--- START ---
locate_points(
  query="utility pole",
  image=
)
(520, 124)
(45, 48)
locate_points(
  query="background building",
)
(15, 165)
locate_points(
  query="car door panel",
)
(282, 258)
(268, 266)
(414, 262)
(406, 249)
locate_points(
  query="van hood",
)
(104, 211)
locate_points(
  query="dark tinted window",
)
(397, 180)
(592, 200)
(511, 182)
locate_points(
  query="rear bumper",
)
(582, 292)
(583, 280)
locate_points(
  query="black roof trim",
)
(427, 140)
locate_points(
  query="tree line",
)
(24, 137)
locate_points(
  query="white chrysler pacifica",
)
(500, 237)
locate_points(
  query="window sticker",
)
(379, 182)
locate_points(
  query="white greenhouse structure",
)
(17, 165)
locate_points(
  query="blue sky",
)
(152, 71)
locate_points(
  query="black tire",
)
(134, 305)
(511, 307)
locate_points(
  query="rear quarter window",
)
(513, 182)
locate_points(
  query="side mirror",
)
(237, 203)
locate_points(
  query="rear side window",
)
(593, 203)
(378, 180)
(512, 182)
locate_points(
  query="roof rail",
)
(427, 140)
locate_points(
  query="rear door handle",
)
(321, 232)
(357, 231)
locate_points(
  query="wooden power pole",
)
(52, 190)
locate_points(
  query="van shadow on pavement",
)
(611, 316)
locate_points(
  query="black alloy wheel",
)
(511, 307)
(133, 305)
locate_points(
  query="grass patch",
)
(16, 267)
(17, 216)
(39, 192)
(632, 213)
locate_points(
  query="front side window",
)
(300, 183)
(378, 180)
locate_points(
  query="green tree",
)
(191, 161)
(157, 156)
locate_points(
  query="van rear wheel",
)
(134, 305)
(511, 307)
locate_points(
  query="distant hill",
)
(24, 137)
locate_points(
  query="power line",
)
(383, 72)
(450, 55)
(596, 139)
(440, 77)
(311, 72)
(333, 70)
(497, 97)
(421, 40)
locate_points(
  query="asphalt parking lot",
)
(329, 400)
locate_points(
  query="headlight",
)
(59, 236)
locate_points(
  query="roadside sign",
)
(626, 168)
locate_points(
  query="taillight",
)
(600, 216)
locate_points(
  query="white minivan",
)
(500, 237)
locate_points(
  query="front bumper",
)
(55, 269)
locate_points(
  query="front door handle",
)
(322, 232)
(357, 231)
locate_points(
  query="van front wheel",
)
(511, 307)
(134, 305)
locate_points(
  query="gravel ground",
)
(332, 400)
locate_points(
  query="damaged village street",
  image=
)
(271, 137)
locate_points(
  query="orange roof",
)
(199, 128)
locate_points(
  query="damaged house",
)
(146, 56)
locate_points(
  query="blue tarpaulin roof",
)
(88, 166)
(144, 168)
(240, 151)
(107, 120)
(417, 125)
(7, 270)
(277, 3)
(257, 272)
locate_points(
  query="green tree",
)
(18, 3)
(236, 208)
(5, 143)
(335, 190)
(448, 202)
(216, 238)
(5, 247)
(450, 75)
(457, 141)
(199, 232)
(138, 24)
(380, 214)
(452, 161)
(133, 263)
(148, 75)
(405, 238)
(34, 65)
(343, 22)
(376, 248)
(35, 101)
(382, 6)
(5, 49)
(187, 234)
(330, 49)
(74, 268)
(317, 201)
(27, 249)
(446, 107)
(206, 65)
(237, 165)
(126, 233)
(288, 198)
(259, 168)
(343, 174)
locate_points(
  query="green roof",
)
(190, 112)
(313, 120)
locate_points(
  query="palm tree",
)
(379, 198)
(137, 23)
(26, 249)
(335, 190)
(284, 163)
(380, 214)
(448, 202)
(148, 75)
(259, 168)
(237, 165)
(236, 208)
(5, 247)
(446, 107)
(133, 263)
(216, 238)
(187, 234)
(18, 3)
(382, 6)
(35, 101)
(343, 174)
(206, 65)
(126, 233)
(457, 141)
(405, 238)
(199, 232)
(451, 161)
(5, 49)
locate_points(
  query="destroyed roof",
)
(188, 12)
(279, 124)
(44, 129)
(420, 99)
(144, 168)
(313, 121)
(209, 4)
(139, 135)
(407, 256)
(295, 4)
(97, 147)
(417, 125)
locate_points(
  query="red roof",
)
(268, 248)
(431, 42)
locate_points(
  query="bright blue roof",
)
--- END ---
WHAT TO DO — Transcribe all of the data so that each line matches the source exactly.

SOLVED PROBLEM —
locate_points(
  query="utility pole",
  image=
)
(520, 124)
(45, 48)
locate_points(
  query="background building",
)
(15, 165)
locate_points(
  query="car door panel",
)
(282, 258)
(268, 266)
(414, 262)
(406, 249)
locate_points(
  query="van hood",
)
(104, 211)
locate_points(
  query="dark tinted window",
)
(397, 180)
(592, 200)
(511, 182)
locate_points(
  query="rear bumper",
)
(582, 292)
(583, 280)
locate_points(
  query="black roof trim",
)
(427, 140)
locate_points(
  query="tree line",
)
(24, 137)
locate_points(
  query="white chrysler pacifica",
)
(500, 237)
locate_points(
  query="window sticker",
)
(379, 182)
locate_points(
  query="white greenhouse structure",
)
(17, 165)
locate_points(
  query="blue sky",
)
(152, 71)
locate_points(
  query="black tire",
)
(134, 305)
(511, 307)
locate_points(
  query="rear quarter window",
)
(513, 182)
locate_points(
  query="side mirror",
)
(237, 203)
locate_points(
  query="rear side window",
)
(593, 203)
(378, 180)
(512, 182)
locate_points(
  query="roof rail",
)
(427, 140)
locate_points(
  query="rear door handle",
)
(321, 232)
(357, 231)
locate_points(
  query="wooden power pole",
)
(52, 190)
locate_points(
  query="van shadow on pavement",
)
(611, 316)
locate_points(
  query="black alloy wheel",
)
(511, 307)
(133, 305)
locate_points(
  query="grass patch",
)
(16, 267)
(17, 216)
(39, 192)
(632, 213)
locate_points(
  query="front side window",
)
(300, 183)
(378, 180)
locate_points(
  query="green tree",
)
(191, 161)
(157, 156)
locate_points(
  query="van rear wheel",
)
(134, 305)
(511, 307)
locate_points(
  query="distant hill",
)
(24, 137)
locate_points(
  query="power line",
)
(383, 72)
(450, 55)
(596, 139)
(440, 77)
(311, 72)
(333, 70)
(497, 97)
(421, 40)
locate_points(
  query="asphalt parking lot",
)
(329, 400)
locate_points(
  query="headlight",
)
(59, 236)
locate_points(
  query="roadside sign",
)
(626, 168)
locate_points(
  query="taillight",
)
(600, 216)
locate_points(
  query="white minivan",
)
(500, 237)
locate_points(
  query="front bumper",
)
(55, 269)
locate_points(
  query="front door handle",
)
(322, 232)
(357, 231)
locate_points(
  query="van front wheel",
)
(511, 307)
(134, 305)
locate_points(
  query="gravel ground",
)
(332, 400)
locate_points(
  query="damaged village street",
  image=
)
(271, 137)
locate_points(
  query="orange roof",
)
(199, 128)
locate_points(
  query="damaged house",
)
(146, 56)
locate_points(
  query="blue tarpaulin roof",
)
(88, 166)
(144, 168)
(240, 151)
(107, 120)
(417, 125)
(7, 270)
(277, 3)
(257, 272)
locate_points(
  query="green tree",
)
(18, 3)
(236, 208)
(5, 143)
(335, 190)
(448, 202)
(216, 238)
(5, 247)
(450, 75)
(457, 141)
(199, 232)
(138, 24)
(380, 214)
(452, 161)
(133, 263)
(148, 75)
(405, 238)
(34, 65)
(343, 22)
(376, 248)
(35, 101)
(382, 6)
(5, 49)
(187, 234)
(330, 49)
(74, 268)
(317, 201)
(27, 249)
(446, 107)
(206, 65)
(237, 165)
(126, 233)
(288, 198)
(259, 168)
(343, 174)
locate_points(
  query="green roof",
)
(190, 112)
(313, 120)
locate_points(
  query="palm tree",
)
(379, 198)
(137, 23)
(26, 249)
(335, 190)
(284, 163)
(380, 214)
(448, 202)
(148, 75)
(259, 168)
(237, 165)
(236, 208)
(5, 247)
(446, 107)
(133, 263)
(216, 238)
(187, 234)
(18, 3)
(382, 6)
(35, 101)
(343, 174)
(206, 65)
(126, 233)
(457, 141)
(405, 238)
(199, 232)
(451, 161)
(5, 49)
locate_points(
  query="destroyed roof",
)
(188, 12)
(279, 124)
(44, 129)
(420, 99)
(144, 168)
(313, 121)
(209, 4)
(139, 135)
(407, 256)
(295, 4)
(97, 147)
(417, 125)
locate_points(
  query="red roof",
)
(268, 248)
(431, 42)
locate_points(
  query="bright blue roof",
)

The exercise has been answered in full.